Could every line of the data be printed exactly as it reads?
┌─ Data extract
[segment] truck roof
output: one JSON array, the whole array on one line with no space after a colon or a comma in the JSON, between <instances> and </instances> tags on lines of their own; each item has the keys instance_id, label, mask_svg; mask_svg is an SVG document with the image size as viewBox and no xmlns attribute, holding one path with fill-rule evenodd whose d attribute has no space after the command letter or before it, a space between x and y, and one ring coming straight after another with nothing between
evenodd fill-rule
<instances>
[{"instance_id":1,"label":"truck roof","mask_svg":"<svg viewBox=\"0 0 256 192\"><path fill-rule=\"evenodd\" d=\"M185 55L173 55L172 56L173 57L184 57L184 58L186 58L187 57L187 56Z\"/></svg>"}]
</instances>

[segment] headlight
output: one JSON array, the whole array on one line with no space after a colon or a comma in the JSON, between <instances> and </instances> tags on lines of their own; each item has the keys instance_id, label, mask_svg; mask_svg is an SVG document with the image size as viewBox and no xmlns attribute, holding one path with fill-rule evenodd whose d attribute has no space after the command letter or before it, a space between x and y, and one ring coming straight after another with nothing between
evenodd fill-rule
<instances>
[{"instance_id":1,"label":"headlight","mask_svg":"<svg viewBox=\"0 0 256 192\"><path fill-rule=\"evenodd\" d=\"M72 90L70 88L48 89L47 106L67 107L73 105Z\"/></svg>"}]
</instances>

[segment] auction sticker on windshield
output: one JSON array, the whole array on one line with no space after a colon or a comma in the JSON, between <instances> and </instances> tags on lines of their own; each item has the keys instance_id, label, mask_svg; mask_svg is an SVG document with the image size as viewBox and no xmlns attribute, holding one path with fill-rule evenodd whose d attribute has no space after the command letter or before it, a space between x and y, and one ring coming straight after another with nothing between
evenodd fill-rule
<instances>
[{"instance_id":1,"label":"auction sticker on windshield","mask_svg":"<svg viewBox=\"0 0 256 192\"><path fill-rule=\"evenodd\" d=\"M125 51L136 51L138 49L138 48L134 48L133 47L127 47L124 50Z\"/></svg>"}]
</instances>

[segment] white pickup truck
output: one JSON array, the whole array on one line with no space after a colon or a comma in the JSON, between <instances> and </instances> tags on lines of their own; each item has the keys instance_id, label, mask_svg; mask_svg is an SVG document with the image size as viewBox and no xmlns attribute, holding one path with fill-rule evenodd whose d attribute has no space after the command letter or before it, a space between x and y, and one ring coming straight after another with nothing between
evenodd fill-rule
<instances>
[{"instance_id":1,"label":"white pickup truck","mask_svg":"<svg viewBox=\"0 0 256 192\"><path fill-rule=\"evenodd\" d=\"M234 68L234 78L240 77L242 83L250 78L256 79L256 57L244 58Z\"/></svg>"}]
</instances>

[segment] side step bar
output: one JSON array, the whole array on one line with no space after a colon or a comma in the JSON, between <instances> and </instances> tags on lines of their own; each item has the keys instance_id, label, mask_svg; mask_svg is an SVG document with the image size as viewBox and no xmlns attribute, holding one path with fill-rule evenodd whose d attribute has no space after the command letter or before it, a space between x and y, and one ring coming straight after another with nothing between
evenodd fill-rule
└─
● **Result**:
[segment] truck roof
output: one JSON array, the whole array on one line with no space after a colon or a comma in the JSON, between <instances> and </instances> tags on lines of their own; each item has the keys instance_id, label, mask_svg; mask_svg is an SVG document with the image size as viewBox and no xmlns attribute, holding one path with fill-rule evenodd whose d attribute has no space after the command letter or before it, a space between x and y, and one ring coming straight after another with nothing between
evenodd fill-rule
<instances>
[{"instance_id":1,"label":"truck roof","mask_svg":"<svg viewBox=\"0 0 256 192\"><path fill-rule=\"evenodd\" d=\"M185 55L173 55L172 56L173 57L184 57L184 58L186 58L187 57L187 56Z\"/></svg>"}]
</instances>

[segment] headlight
output: one JSON array, the whole array on one line with no space after a colon or a comma in the JSON, between <instances> and </instances> tags on lines of their own; each item has the keys instance_id, label, mask_svg; mask_svg is an SVG document with the image size as viewBox and no xmlns attribute, holding one path with fill-rule evenodd whose d attribute has no space after the command letter or before it, a space between x and y, and one ring coming straight after another with nothing between
evenodd fill-rule
<instances>
[{"instance_id":1,"label":"headlight","mask_svg":"<svg viewBox=\"0 0 256 192\"><path fill-rule=\"evenodd\" d=\"M72 90L70 88L48 89L47 106L67 107L73 105Z\"/></svg>"}]
</instances>

[segment] auction sticker on windshield
output: one JSON array, the whole array on one line with no space after a colon or a comma in the JSON, between <instances> and </instances> tags on lines of their own; each item has the keys instance_id, label, mask_svg; mask_svg is an SVG document with the image size as viewBox and no xmlns attribute, holding one path with fill-rule evenodd whose d attribute has no space after the command letter or before it, a space between x and y, and one ring coming straight after another with nothing between
evenodd fill-rule
<instances>
[{"instance_id":1,"label":"auction sticker on windshield","mask_svg":"<svg viewBox=\"0 0 256 192\"><path fill-rule=\"evenodd\" d=\"M125 51L136 51L138 49L138 48L134 48L133 47L127 47L124 50Z\"/></svg>"}]
</instances>

[segment] white pickup truck
output: one JSON array, the whole array on one line with no space after a colon or a comma in the JSON, between <instances> and </instances> tags on lines of their own; each item has the keys instance_id, label, mask_svg; mask_svg is an SVG document with the image size as viewBox and no xmlns attribute, holding one path with fill-rule evenodd whose d attribute has no space after the command letter or before it, a space between x and y, and one ring coming straight after another with nothing between
evenodd fill-rule
<instances>
[{"instance_id":1,"label":"white pickup truck","mask_svg":"<svg viewBox=\"0 0 256 192\"><path fill-rule=\"evenodd\" d=\"M234 68L234 78L240 77L242 83L250 78L256 79L256 57L244 58Z\"/></svg>"}]
</instances>

[segment] side step bar
output: one JSON array, the whole array on one line with no space after a colon or a comma in the JSON, between <instances> and </instances> tags on lines of their own; each item has the keys instance_id, label, mask_svg; mask_svg is an SVG document with the image size as viewBox and no xmlns attribute, holding one path with fill-rule evenodd whose d attribute has no space after the command letter or before it, a space between x and y, and one ring coming straight after another with nothing between
evenodd fill-rule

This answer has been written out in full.